> _Dataset records_

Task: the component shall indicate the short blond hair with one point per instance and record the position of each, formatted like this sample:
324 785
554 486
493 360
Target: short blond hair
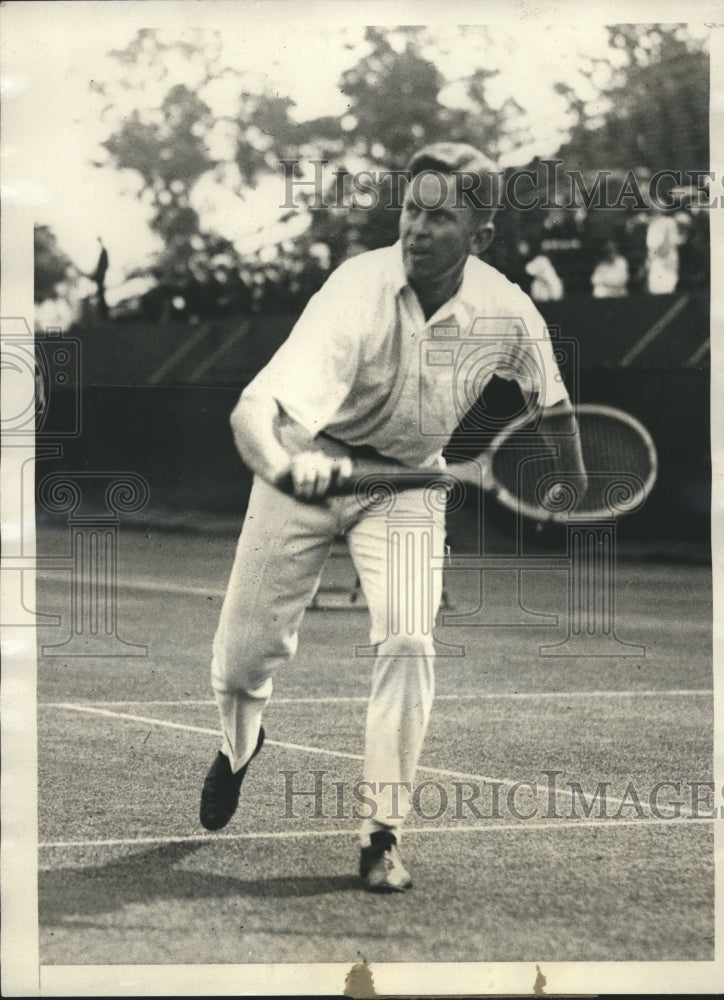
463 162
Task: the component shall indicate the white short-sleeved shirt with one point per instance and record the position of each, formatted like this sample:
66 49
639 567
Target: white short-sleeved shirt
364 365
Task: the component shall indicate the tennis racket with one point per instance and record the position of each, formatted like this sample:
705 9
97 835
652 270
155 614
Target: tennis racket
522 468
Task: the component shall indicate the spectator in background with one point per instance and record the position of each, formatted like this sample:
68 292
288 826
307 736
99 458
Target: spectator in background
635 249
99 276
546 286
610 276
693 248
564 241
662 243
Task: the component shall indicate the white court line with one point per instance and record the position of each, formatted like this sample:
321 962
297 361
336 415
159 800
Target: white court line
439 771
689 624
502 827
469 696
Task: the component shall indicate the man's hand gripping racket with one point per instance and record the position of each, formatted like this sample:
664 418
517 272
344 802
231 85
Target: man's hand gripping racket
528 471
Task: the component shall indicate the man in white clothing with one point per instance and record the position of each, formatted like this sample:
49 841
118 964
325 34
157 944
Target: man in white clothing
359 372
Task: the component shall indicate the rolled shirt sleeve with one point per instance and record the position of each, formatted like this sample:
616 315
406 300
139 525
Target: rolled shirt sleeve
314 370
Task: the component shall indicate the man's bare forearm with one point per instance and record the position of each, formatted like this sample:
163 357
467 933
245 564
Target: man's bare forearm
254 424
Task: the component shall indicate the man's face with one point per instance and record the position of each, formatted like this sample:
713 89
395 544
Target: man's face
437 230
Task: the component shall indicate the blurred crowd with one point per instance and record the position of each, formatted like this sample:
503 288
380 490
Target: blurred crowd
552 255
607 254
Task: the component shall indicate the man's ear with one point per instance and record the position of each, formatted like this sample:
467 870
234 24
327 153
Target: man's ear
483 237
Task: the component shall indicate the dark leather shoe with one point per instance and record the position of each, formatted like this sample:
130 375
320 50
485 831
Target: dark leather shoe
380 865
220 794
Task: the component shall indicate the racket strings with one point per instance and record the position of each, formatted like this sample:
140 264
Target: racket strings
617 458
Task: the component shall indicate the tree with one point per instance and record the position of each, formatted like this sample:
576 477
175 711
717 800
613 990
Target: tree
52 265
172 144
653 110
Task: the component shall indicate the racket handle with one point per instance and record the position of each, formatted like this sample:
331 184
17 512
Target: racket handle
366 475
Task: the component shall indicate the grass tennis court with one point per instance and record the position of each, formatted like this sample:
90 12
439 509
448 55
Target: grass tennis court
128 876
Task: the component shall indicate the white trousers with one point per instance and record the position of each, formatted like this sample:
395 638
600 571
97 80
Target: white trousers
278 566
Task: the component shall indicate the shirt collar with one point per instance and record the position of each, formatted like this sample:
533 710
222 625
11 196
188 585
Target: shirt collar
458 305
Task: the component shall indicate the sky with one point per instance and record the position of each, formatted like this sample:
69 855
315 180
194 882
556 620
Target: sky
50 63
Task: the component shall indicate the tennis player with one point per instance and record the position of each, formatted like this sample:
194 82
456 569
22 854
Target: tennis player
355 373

> _Aim of the exercise_
Whenever you reach a picture, pass over it; print all the other material exactly.

> _Response to this task_
Task: the component shall indicate the short blond hair with one point per instance and record the position of each, formatted like this sample:
324 785
554 486
493 360
Target: short blond hair
463 162
Task: the component shall indicate the white short-sleeved shirt with one point per instance and record the position of each, formatted like this sample:
66 49
639 567
Target: white short-sleeved shirt
364 365
Task: the component shall indicate the tennis racket with one point per instance and record the position of each, formatted like this sample:
705 9
97 835
652 270
155 614
Target: tennis racket
522 468
Task: the component shall indicate the spectator in background with one point per instance and record the position of each, formatted like this sample:
68 292
288 826
307 736
99 458
Target: spectator in background
635 249
99 276
546 286
610 276
693 248
564 241
662 243
Task: the component shall indicate the white court line with one point per instance and record the position of each, formatted like this sample:
321 962
297 361
336 415
159 800
Target: white court line
439 771
689 624
502 827
469 696
Task: the component shall indicate the man's hand gripping racket with one point per instance and record the position of each, formatted like this sample:
664 418
517 272
344 802
231 85
Target: man's hand gripping racket
528 471
Task: the component shall indicate the man in white clothing with one point per instance and record the position of each, formatted like this sample:
49 841
118 964
325 34
157 944
Target: man in white clothing
359 372
Task: the component shall indicate the rolled shirt sleeve with one point per instance and record the position of each, formatted like this sample:
616 315
406 300
139 525
Target: rolled shirt sleeve
314 370
Task: the component shall indicate the man's bare forearm with one point per instance and record the position of each, formatted like this sample:
163 357
467 933
245 564
Target: man's bare forearm
254 424
Task: the component shall indicate the man's face with one point per instance and record the position of each, formatted like this sample:
713 89
395 544
Target: man's face
437 230
Task: the component shall indicate the blurred crowd with one point per instance and record the position of each, formatted like this sample:
503 288
380 490
Target: blurred crowd
552 255
607 254
Task: the component shall indicate the man's ear with one point per instance and record the position of each, formatted like this sample:
467 870
234 24
327 153
Target: man's ear
483 237
Task: the component shall indicate the dark leather shoe with one point per instance and record the position of each, formatted like this sample:
130 375
320 50
485 831
Target: dark leather shoe
380 865
220 794
Task: the component shall indicate the racket strings with one point per instance and record the position of each, formatted like this sample:
140 264
Target: racket strings
617 458
Task: the component shall indicate the tree with one point per instance and record the position of each, formatted like this sample:
576 477
175 711
717 800
613 990
Target: tree
52 265
172 144
653 110
Task: the component shall indicate the racket handle with one point per instance and record the position of each, formatted like this sample:
331 184
17 512
Target: racket handle
366 475
Task: the component shall indicate the grass tennis court with one point per instance and record the position of each, formatted like this sample:
90 12
439 509
448 55
Target: grass tennis court
128 876
Task: the component shall indicate the white trousers with one point per instance and record the position of each, formatted like this sample:
395 638
600 571
97 80
Target: white trousers
278 566
Task: the component shall indicate the shirt collar with one point per instance and record the position of each, formatted like this sample:
533 710
222 625
11 196
188 585
Target: shirt collar
458 305
Task: the component shall indicate the sky with one point per instance and record the position of each, formatted like this sample:
69 855
315 180
194 882
556 620
Target: sky
50 63
Task: the component shall indicate the tennis player with one point per instance and record the position of each, formatted like this sample:
194 82
456 569
22 854
Target: tennis player
355 373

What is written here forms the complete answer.